(Teks Dokumen):
************

Ada kalanya ketika harus keluar demi sekedar beli bahan logistik rumah terutama makan karena asupan perut tidak bisa di lockdown konon kabarnya dan memang begitu. Berdasarkan pengalaman dua minggu saya keluar dalam jangka jarak dekat seperti rumah tante (karena depan rumah) demi menjaga silahturahmi serta berinteraksi selain dengan bapak suami (selama pacaran dan menikah rekor sekali untuk kami karena tidak pernah sampai 10 hari lebih bersama 24 jam karena ya kami adalah pasangan yang selalu berinteraksi dengan orang lain dan main keluar), belanja besar ke supermarket andalah ya Yogya Cimahi itu dilakukan seminggu sekali karena diriku tak bisa beli gila-gilaan mengingat pemasukan lumayan tidak sebanding dengan pengeluaran (setuju dong ya kalau selama diam dirumah pengeluaran jauh lebih besar) lalu bila kurang ku mengandalkan  warung sayur deket rumah seperti beli sayur dan lauk segar.

************

(Catatan yang Disediakan):
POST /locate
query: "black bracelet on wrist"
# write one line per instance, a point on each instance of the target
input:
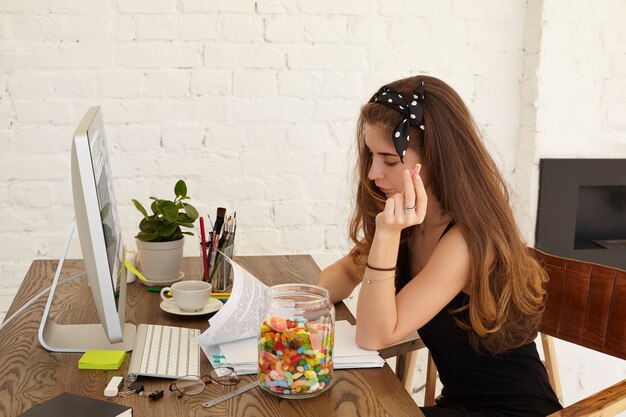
(379, 269)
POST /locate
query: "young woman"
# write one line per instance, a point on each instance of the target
(437, 250)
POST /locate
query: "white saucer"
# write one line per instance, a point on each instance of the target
(211, 306)
(180, 276)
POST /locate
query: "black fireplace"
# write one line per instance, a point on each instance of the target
(582, 210)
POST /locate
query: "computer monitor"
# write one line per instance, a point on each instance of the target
(102, 248)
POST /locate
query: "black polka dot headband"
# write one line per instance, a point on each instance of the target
(414, 112)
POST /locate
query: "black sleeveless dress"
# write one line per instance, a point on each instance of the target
(511, 384)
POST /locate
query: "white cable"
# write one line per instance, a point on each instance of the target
(35, 298)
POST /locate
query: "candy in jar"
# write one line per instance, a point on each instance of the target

************

(Perintah A): Salinlah kata demi kata bagian teks dokumen di antara "Ada kalanya ketika" dan "dan lauk segar.", termasuk kedua batas tersebut.
(Perintah B): Menurut teks dokumen, seberapa sering belanja besar ke supermarket dilakukan?
Catatan tersebut merupakan bahan yang terpisah dari teks dokumen.

(Jawaban A):
Ada kalanya ketika harus keluar demi sekedar beli bahan logistik rumah terutama makan karena asupan perut tidak bisa di lockdown konon kabarnya dan memang begitu. Berdasarkan pengalaman dua minggu saya keluar dalam jangka jarak dekat seperti rumah tante (karena depan rumah) demi menjaga silahturahmi serta berinteraksi selain dengan bapak suami (selama pacaran dan menikah rekor sekali untuk kami karena tidak pernah sampai 10 hari lebih bersama 24 jam karena ya kami adalah pasangan yang selalu berinteraksi dengan orang lain dan main keluar), belanja besar ke supermarket andalah ya Yogya Cimahi itu dilakukan seminggu sekali karena diriku tak bisa beli gila-gilaan mengingat pemasukan lumayan tidak sebanding dengan pengeluaran (setuju dong ya kalau selama diam dirumah pengeluaran jauh lebih besar) lalu bila kurang ku mengandalkan  warung sayur deket rumah seperti beli sayur dan lauk segar.

(Jawaban B): Seminggu sekali.